:: Listed records ::
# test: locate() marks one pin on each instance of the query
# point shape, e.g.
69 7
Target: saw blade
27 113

:: Exercise directions ::
Please return the records above unchanged, keeping every line in its original order.

:: Finished answer ::
# test: locate() marks one pin on each instance of the query
# point shape, e.g.
69 7
Target: saw blade
27 113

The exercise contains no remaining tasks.